TASK OBJECTIVE:
Reproduce the listing below precisely, leaving every line intact.

DATA FOR REVIEW:
- - - - -

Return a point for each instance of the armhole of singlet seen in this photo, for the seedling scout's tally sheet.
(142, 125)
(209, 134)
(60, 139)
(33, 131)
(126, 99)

- - - - -

OUTPUT BELOW:
Return a point for each instance of the armhole of singlet seen in this photo, for the seedling scout's tally sheet.
(142, 125)
(209, 134)
(60, 139)
(33, 131)
(126, 99)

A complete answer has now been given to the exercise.